**EXERCISE INSTRUCTIONS**.
Count the lines in the data below that contain the string "segment" with matching case, and reply with the number alone.
— START RECORDS FOR THE EXERCISE —
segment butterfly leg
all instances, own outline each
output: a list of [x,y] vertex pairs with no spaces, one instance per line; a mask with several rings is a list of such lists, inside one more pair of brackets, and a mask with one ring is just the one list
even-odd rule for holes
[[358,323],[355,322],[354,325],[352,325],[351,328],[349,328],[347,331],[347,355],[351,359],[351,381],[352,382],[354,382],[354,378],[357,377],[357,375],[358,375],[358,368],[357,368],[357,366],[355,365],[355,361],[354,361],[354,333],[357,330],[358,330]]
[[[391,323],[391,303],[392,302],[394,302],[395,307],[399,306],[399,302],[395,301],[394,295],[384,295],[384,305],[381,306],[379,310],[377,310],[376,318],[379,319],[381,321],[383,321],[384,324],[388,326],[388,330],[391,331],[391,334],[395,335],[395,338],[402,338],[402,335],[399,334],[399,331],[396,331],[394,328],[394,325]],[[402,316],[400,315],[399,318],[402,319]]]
— END RECORDS FOR THE EXERCISE —
— START RECORDS FOR THE EXERCISE —
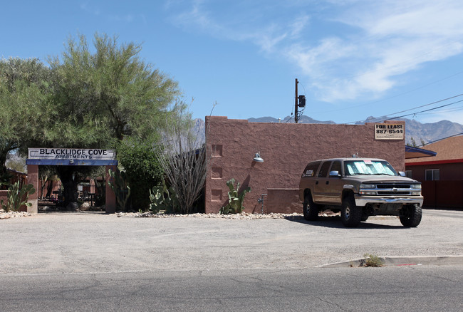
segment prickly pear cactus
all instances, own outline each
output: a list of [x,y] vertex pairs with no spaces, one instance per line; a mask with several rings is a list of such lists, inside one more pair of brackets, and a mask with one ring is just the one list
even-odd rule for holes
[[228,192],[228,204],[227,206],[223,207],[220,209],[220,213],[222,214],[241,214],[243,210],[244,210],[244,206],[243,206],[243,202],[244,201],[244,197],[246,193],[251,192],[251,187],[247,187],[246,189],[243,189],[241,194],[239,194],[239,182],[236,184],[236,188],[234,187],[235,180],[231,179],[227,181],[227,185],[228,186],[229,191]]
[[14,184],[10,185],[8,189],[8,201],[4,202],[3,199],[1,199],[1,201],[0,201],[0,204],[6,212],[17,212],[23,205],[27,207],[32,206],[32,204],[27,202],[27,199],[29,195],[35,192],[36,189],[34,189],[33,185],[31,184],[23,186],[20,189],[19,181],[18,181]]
— END RECORDS FOR THE EXERCISE —
**RESPONSE FOR THIS EXERCISE**.
2